### Sarcasm Prediction using Deep Learning

This project is meant for differentiating whether the given passage is sarcasm or not. The Data's are captured in the json format and its been loaded afterwards for processing. 

#### Why Deep Learning?

The data to be processed is huge, which results in large memory space and time for processing.Deep Learning out perform other techniques if the data size is large.As per Andrew Ng, the chief scientist of China’s major search engine Baidu and one of the leaders of the Google Brain Project, “The analogy to deep learning is that the rocket engine is the deep learning models and the fuel is the huge amounts of data we can feed to these algorithms.”

##### Note:

This project is constructed using keras, a high-level neural networks API which is written using Python and capable of running over TensorFlow.


In [1]:
from tensorflow import keras
from tensorflow.keras.preprocessing.text import Tokenizer
from tensorflow.keras.preprocessing.sequence import pad_sequences
import numpy as np
import json

##### About the dataset

The dataset is saved as json file, which is loaded using context manager. Both the independent and dependent feature, headline and is_sarcastic respectively, is saved in the list.

In [2]:
with open("sarcasm.json") as file:
    data = json.load(file)

In [3]:
headline = []
sarcastic = []
for content in data:
    headline.append(content["headline"])
    sarcastic.append(content["is_sarcastic"])

In [4]:
len(headline)

26709

#### Splitting the dataset

Dataset is splitted in to training dataset and testing dataset. Model will be fitted using training dataset and validated using new datasets which is not seed by the model during training, so called testing dataset. In this way, we can able to calculate the perfomance of the model.

Slicing function, provided by python, is used for this purpose!!

In [5]:
training_size = 15000

In [6]:
training_data = headline[:training_size]
testing_data = headline[training_size:]
training_label = sarcastic[:training_size]
testing_label = sarcastic[training_size:]

##### Keras Tokenizer

Machine learning models take vectors (array of integers) as input. When working with text, we should come up with a strategy to convert strings to numbers (or to "vectorize" the text) before feeding it to the model. Tokenizer class allows to vectorize a text corpus (collection of written text), by turning each text into either a sequence of integers or into a vector where the coefficient for each token could be binary, based on word count or based on the tf-idf (term frequency-inverse document frequency).

■ EXTRACTED DATA
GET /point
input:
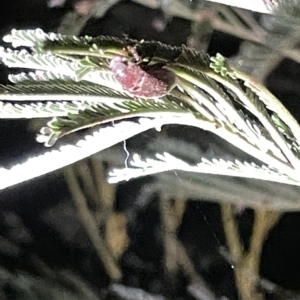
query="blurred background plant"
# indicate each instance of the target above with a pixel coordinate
(173, 235)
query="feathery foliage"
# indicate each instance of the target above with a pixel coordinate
(70, 80)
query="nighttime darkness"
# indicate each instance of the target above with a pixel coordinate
(149, 149)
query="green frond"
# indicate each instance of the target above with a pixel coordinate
(163, 162)
(38, 76)
(100, 113)
(193, 59)
(58, 91)
(220, 66)
(38, 109)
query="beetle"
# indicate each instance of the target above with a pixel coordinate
(141, 79)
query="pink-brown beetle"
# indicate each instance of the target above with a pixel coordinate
(141, 79)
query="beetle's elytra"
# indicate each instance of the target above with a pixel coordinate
(142, 80)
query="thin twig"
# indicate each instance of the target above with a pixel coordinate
(89, 223)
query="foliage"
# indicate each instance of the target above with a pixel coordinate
(70, 80)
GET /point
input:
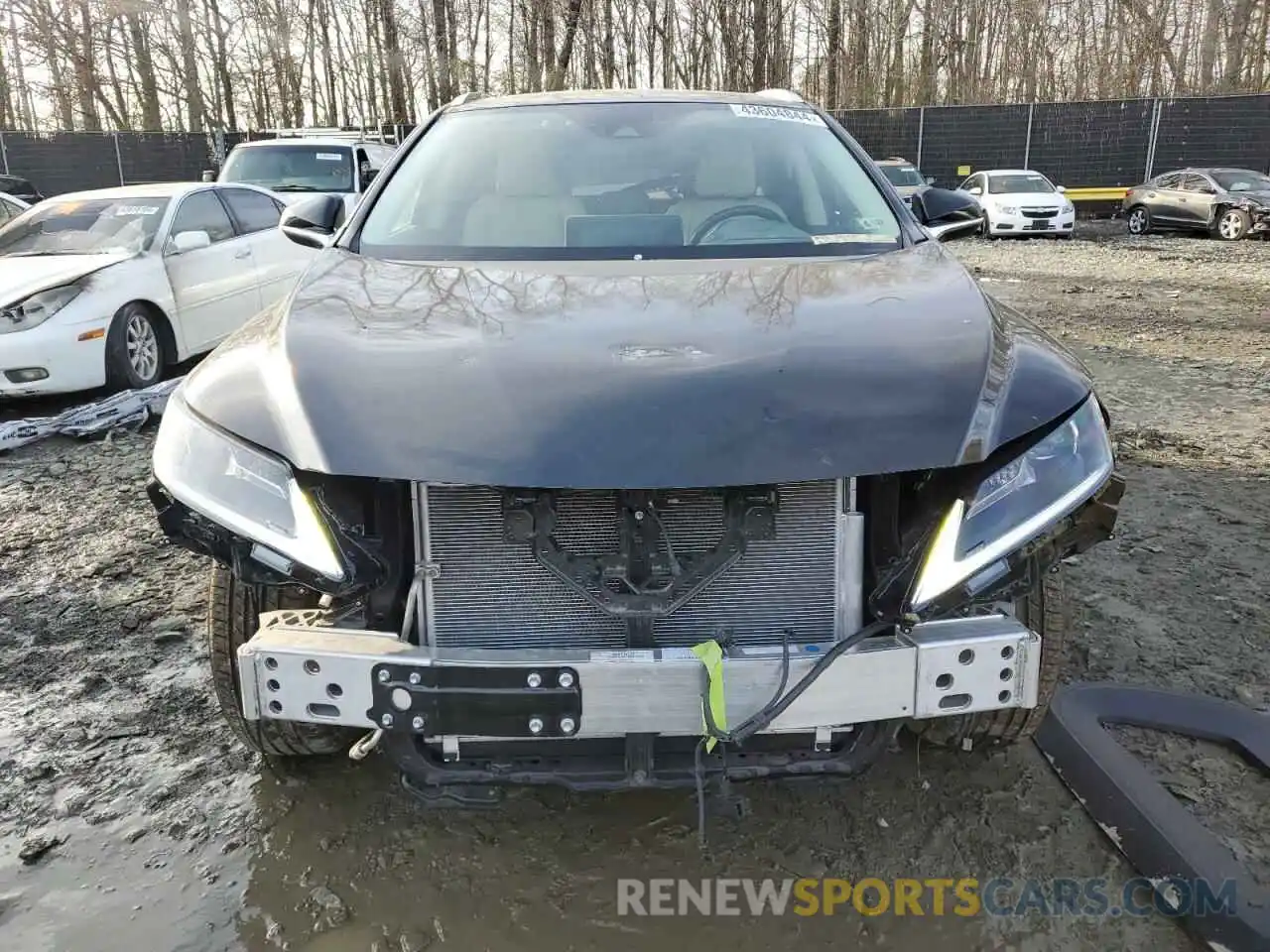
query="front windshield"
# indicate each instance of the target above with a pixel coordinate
(84, 227)
(611, 180)
(902, 176)
(1016, 184)
(293, 168)
(1242, 180)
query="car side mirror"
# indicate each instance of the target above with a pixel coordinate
(948, 213)
(313, 221)
(186, 241)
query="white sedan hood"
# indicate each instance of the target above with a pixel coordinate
(1032, 199)
(22, 276)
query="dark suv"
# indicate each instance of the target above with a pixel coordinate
(1227, 203)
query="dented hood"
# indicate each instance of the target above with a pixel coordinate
(635, 373)
(22, 276)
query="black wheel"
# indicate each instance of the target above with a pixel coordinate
(1232, 225)
(232, 611)
(1138, 221)
(1044, 611)
(135, 350)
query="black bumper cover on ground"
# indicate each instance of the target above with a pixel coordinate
(1156, 833)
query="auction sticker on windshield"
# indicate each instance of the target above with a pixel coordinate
(752, 111)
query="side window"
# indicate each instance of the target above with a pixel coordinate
(203, 211)
(254, 212)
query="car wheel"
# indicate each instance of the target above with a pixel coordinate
(232, 613)
(1044, 611)
(1232, 225)
(1138, 221)
(135, 350)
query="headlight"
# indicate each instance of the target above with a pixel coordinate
(1017, 503)
(35, 309)
(244, 489)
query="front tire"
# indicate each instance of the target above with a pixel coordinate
(1044, 611)
(1138, 221)
(135, 352)
(1232, 225)
(232, 615)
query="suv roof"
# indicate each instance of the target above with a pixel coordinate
(627, 95)
(313, 141)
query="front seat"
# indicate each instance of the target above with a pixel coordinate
(725, 177)
(529, 207)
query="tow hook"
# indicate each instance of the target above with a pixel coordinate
(366, 746)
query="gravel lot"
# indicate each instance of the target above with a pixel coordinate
(112, 751)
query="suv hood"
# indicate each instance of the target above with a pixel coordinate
(635, 373)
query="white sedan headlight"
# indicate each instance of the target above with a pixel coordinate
(35, 309)
(241, 488)
(1017, 503)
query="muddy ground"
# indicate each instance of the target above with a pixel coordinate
(169, 835)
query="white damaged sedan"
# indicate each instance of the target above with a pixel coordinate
(113, 286)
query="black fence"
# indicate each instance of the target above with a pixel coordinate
(1100, 144)
(1080, 145)
(71, 162)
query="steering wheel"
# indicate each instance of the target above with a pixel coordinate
(737, 211)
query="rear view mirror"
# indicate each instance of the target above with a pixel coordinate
(186, 241)
(948, 213)
(313, 221)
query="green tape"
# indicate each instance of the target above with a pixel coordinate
(711, 656)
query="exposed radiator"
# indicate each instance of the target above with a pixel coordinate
(489, 592)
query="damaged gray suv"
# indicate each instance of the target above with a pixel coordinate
(626, 439)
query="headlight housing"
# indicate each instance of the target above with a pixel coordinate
(241, 488)
(1017, 503)
(35, 309)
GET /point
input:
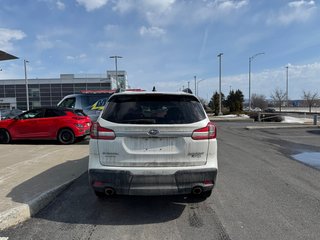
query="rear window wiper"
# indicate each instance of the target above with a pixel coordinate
(139, 121)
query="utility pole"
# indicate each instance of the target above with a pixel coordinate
(220, 99)
(287, 85)
(195, 86)
(116, 63)
(250, 60)
(26, 82)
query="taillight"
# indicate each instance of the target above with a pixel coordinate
(208, 132)
(98, 132)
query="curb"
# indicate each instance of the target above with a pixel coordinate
(281, 127)
(21, 213)
(231, 119)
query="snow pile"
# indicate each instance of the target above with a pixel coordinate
(233, 116)
(288, 119)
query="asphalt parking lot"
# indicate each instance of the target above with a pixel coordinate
(33, 173)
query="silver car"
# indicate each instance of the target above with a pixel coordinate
(150, 143)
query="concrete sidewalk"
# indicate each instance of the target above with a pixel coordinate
(32, 174)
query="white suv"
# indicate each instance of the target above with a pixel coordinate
(151, 143)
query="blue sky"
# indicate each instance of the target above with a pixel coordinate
(165, 43)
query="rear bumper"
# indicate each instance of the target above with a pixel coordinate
(125, 182)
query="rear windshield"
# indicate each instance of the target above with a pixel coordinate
(153, 109)
(88, 100)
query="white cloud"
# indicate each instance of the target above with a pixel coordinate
(228, 5)
(162, 13)
(9, 35)
(82, 56)
(123, 6)
(295, 11)
(91, 5)
(152, 31)
(60, 5)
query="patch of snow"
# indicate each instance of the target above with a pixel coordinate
(288, 119)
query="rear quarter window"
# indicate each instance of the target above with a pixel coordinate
(153, 109)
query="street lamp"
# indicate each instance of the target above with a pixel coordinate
(220, 105)
(26, 82)
(287, 85)
(116, 63)
(250, 60)
(199, 81)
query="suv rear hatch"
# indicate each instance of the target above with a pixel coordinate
(153, 130)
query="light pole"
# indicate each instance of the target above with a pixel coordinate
(116, 63)
(195, 86)
(199, 81)
(26, 82)
(220, 105)
(287, 85)
(250, 60)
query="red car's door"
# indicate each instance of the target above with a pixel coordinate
(28, 125)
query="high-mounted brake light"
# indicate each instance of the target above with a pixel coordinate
(208, 132)
(98, 132)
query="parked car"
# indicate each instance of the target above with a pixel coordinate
(84, 101)
(149, 143)
(9, 113)
(52, 123)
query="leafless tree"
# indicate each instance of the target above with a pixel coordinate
(279, 97)
(259, 101)
(310, 98)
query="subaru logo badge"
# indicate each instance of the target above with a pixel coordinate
(153, 132)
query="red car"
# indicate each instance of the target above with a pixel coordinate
(52, 123)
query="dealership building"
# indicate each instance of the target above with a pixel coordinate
(49, 91)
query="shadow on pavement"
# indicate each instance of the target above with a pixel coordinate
(314, 132)
(47, 180)
(79, 205)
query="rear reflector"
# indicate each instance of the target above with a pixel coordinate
(208, 132)
(98, 132)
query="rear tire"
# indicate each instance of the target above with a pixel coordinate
(66, 136)
(4, 136)
(206, 194)
(100, 194)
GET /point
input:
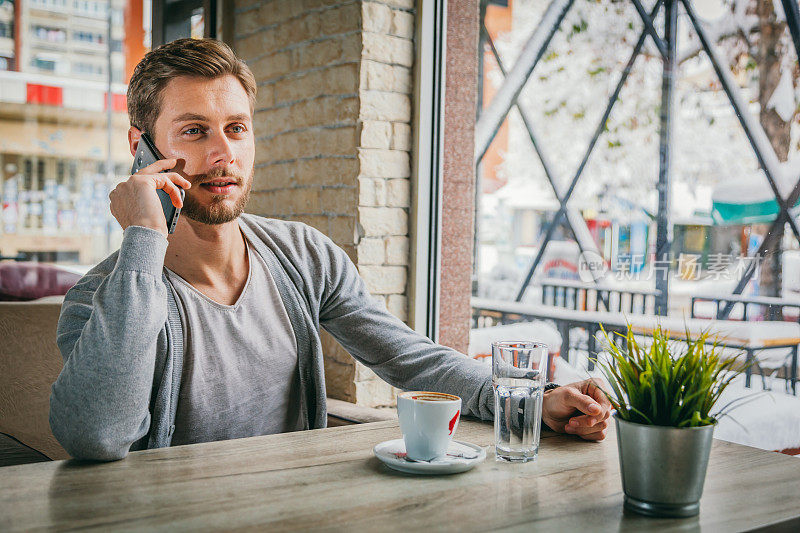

■ WRITTEN TASKS
**a)** In the sarcasm prediction notebook, how many headlines are assigned to the training set?
**b)** Go on with the sarcasm prediction notebook from the point where it stops.
The data plays no part here.

■ ANSWERS BY TASK
**a)** 15,000 headlines, set by `training_size = 15000`.

**b)**
Keras Toeknizer takes,
* num_words: Maximum number of words to keep, based on the word frequency. Only those words with the maximum frequency will be kept.
* oov_token:  used to replace out-of-vocabulary words during text_to_sequence calls

Do refer the [tokenizer](https://www.tensorflow.org/api_docs/python/tf/keras/preprocessing/text/Tokenizer) document for other input options

In [7]:
vocabulary = 10000
oov_token = "<OOV>"

In [8]:
tokenizer =Tokenizer(num_words=vocabulary, oov_token = oov_token)

#### fits_on_texts

Updates internal vocabulary based on a list of texts.

#### text_to_sequences

Transforms each text in texts to a sequence of integers. Only the most frequent words are taken in to account.

In [9]:
tokenizer.fit_on_texts(training_data)

In [10]:
training_data = tokenizer.texts_to_sequences(training_data) 

In [11]:
testing_data = tokenizer.texts_to_sequences(testing_data) 

#### Keras Sequence Padding

This function transforms a lists of integers into a 2D Numpy array.

pad_seqeunce takes,
* sequences: List of lists, where each element is a sequence.
* maxlen: Int, maximum length of all sequences.
* padding: String, 'pre' or 'post':
    pad either before or after each sequence.
* truncating: String, 'pre' or 'post':
    remove values from sequences larger than
    `maxlen`, either at the beginning or at the end of the sequences.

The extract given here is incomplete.